• [Your task]
Can you put every line of the items below, from the one containing "the tree branch" down to the one containing "[(365, 54), (8, 41)]", both included, into a Markdown table? Use the columns "Row" (a running number) and "Line", and skip any blank lines.

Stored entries
* Begin *
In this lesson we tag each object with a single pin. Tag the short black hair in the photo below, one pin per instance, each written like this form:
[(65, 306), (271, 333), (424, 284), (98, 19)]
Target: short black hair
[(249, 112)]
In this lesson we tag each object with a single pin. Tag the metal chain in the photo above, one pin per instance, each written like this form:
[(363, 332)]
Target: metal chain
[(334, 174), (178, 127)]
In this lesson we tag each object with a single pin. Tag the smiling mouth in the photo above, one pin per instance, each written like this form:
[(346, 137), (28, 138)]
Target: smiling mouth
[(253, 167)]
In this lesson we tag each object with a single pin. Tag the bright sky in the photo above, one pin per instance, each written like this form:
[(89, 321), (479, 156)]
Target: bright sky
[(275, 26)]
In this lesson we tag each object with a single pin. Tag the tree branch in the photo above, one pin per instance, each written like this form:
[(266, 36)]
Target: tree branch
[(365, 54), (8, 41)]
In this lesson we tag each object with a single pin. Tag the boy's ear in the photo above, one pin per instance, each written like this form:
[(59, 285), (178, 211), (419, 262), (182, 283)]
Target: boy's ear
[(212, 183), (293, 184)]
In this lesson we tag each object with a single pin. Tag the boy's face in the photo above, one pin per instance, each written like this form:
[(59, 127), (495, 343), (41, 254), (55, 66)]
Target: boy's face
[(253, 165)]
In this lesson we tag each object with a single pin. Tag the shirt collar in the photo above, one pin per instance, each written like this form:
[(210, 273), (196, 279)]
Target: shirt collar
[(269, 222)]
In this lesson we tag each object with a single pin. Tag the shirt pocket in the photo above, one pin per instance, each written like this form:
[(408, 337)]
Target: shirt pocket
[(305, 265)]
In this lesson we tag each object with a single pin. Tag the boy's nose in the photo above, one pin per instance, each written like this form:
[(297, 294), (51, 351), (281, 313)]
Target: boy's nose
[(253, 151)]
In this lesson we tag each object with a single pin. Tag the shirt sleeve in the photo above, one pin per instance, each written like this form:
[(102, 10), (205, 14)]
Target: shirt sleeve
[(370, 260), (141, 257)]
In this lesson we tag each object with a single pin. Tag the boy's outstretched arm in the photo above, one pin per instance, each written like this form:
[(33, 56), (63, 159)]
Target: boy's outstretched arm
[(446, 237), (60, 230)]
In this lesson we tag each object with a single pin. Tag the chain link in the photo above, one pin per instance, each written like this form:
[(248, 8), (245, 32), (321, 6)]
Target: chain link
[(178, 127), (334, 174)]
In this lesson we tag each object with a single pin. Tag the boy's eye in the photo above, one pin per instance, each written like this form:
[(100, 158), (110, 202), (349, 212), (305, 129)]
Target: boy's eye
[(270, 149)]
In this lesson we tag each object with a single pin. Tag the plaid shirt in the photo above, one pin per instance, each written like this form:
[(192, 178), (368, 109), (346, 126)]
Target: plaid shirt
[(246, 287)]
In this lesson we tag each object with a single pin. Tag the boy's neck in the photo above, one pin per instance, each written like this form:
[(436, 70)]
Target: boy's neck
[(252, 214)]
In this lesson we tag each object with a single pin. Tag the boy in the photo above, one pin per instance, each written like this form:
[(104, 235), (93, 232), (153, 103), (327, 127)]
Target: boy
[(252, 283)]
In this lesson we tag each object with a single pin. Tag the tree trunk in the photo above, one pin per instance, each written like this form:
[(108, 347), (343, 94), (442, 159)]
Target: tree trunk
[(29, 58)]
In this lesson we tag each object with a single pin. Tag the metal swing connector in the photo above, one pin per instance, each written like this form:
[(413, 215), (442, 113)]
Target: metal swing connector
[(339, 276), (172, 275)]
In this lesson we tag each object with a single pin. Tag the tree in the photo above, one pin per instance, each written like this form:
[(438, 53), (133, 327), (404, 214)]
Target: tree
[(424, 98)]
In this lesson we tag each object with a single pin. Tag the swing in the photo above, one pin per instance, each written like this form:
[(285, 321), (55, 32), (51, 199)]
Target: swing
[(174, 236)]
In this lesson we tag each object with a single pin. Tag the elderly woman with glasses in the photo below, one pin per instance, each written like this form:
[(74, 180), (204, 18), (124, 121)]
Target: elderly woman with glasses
* End *
• [Solution to this task]
| Row | Line |
|---|---|
| 1 | In this lesson we tag each object with a single pin. Tag the tree branch in the photo above, one pin per instance, each written like this form: |
| 2 | [(266, 36)] |
| 3 | Target: tree branch |
| 4 | [(365, 54), (8, 41)] |